» Exercise details
The listing below is to be given again in full and word for word, without its images.

· · · · · · ·

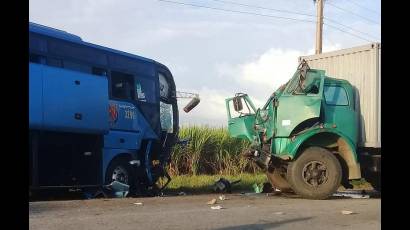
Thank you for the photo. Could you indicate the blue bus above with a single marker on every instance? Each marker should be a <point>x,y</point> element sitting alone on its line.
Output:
<point>97,115</point>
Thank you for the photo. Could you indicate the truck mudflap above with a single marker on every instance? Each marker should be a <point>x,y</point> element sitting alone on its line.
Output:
<point>371,169</point>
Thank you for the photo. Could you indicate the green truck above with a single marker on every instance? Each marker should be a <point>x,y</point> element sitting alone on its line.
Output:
<point>310,136</point>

· · · · · · ·

» Response below
Thank you for the photo. Could you indicate the blue bus above with a single marker on every instance? Each marker should be a <point>x,y</point> element sitting alone on its line.
Output:
<point>97,115</point>
Thank you for the photo. Could you indicate the truck mudflap above with a single marker on every instance? Each marker should be a <point>x,y</point> element sitting alone on its line.
Output:
<point>371,169</point>
Thank you for the photo. Could you indicate the green truck above with a single marker on every instance? Each marker should be a <point>x,y</point> element sitting alone on its line.
Output:
<point>310,136</point>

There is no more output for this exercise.